Populist trust is qualitatively limited: people tend to place trust in the leader, rather than in more complex political programmes or political parties. Bolsonaro enhanced this personalistic type of trust. He questioned democratic institutions, responded in populist fashion to people’s anxieties and uncertainties, and perpetuated their myths. The theoretical assumption that populists are likely to exploit and capitalise on crises certainly holds true for Bolsonaro and the Covid-19 pandemic. Three channels may account for Bolsonaro’s ongoing support among the Brazilian population:
1. Fuelling Polarisation
Since his early days in power, Bolsonaro has pitted his in-group of supporters against a host of reprehensible out-groups. At the same time, he has fuelled resentment and antipetismo, and evoked the “communist threat”. The pandemic also allowed Bolsonaro to perpetuate a climate of constant crisis. Repercussions from Covid-19 contributed to widespread public grievance, social discontent and resentment against lockdowns. Bolsonaro shifted the blame for his failed policies and economic decline to the state governors. By so doing, he nurtured anti-establishment sentiments, and increased the polarisation of Brazilian society. This strategy allowed Bolsonaro to promote himself as a crisis moderator, generating greater trust in him, and his like-minded allies.
2. Instrumentalising Fake News
Throughout the coronacrisis, Bolsonaro spread an “infodemic” of fake news and discreditated scientific evidence. This, together with people’s declining trust in institutions and their authority, drove wild speculation, the spread of ambiguous information, and epistemic insecurity. Conspiracy theories and “alternative truths”, part of populists’ and Bolsonaro’s playbook, claimed – misleadingly – to provide simple solutions to intricate problems. In a climate of uncertainty, Bolsonaro encouraged people’s inclination to fall back on subjective beliefs, providing alternative, extra-institutional sources of epistemic trust.

TASK LIST:
a: Sum up the text on Bolsonaro and populist trust in two sentences.
b: According to the text on Bolsonaro and populist trust, what did the repercussions from Covid-19 contribute to? List every item it gives.
c: Resume the text on Bolsonaro and populist trust after its last sentence.

RECORD EXTRACTS:

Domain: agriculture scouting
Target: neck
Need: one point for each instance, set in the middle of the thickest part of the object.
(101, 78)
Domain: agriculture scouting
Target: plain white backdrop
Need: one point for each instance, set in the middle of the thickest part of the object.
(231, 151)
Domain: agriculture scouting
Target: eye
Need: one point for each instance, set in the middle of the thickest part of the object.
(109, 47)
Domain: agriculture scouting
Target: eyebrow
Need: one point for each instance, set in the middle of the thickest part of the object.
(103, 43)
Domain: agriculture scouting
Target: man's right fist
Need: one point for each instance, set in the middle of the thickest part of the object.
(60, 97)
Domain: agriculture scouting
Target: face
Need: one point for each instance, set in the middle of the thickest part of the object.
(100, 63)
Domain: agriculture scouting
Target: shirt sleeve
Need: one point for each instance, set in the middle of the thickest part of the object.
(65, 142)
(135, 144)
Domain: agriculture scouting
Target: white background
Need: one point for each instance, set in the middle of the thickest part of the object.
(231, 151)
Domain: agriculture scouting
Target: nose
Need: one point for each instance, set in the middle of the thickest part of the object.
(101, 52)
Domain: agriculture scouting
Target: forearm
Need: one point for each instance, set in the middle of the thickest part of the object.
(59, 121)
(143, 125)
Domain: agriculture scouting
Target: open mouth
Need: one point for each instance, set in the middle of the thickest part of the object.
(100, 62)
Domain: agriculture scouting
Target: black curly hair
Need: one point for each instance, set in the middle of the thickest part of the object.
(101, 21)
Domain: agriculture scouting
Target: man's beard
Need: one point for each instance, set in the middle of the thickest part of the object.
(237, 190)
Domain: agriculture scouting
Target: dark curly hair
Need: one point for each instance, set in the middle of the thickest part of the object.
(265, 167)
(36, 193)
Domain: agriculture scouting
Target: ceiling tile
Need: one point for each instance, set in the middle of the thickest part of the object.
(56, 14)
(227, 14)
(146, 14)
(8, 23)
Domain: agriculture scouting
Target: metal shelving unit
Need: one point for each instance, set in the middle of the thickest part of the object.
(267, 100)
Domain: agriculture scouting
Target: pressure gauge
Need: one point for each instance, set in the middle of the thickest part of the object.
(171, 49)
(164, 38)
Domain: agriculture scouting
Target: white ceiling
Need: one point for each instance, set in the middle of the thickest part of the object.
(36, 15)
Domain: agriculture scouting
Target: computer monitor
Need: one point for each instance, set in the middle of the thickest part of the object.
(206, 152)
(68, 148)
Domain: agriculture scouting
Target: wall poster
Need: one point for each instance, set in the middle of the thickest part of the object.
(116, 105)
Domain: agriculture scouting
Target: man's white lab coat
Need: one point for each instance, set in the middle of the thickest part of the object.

ANSWERS IN ORDER:
a: Populist trust centers on the leader rather than on political programs or parties, and Bolsonaro strengthened this personal trust by questioning democratic institutions and exploiting the Covid-19 crisis. He did so by fueling polarization, setting his supporters against out-groups and blaming state governors for his failures, and by spreading fake news and conspiracy theories that offered alternative sources of epistemic trust.

b:
- Widespread public grievance
- Social discontent
- Resentment against lockdowns

c:
3. Playing the Saviour
He also builds on a wider strategy of “sacralising” politics, including the staffing of governmental positions with evangelical personnel. Bolsonaro – full name Jair Messias Bolsonaro – casts himself as a messianic figure who will bring salvation to the populace. His followers even refer to him as O mito – the myth. Research shows that the messianic communication style, which adds religious narratives to traditional populist rhetoric, is trending among Latin American populists. Bolsonaro showcases his religiousness and claims that “only God will oust me”. By so doing, he has advanced a faith-based notion of trust.
Bolsonaro thus employed a dual strategy: erode institutional trust on the one hand, and draw on three sources of personalistic trust on the other. Against the odds, this attracted him a considerable share of popular support. Populist-personalistic trust may complement or replace conventional forms of democratic trust. It seems to be more stable and functional even under challenging conditions.
Out-of-race candidates Simone Tebet and Ciro Gomes have recently come forward to endorse ex-President Lula. Lula is currently considered the favourite to win Brazil’s presidential election on 30 October. [Note: Recent polls saw the gap between the two candidates narrowing with currently 52% for Lula and 48% for Bolsonaro. Given the inaccuracy of the polls in the first round of elections, unpredicted shifts in the election result cannot be ruled out for the upcoming run-off.] But Bolsonarismo is unlikely to vanish. Even if Lula emerges victorious, the legacy of Bolsonaro will continue to cast a considerable pall over a Lula administration.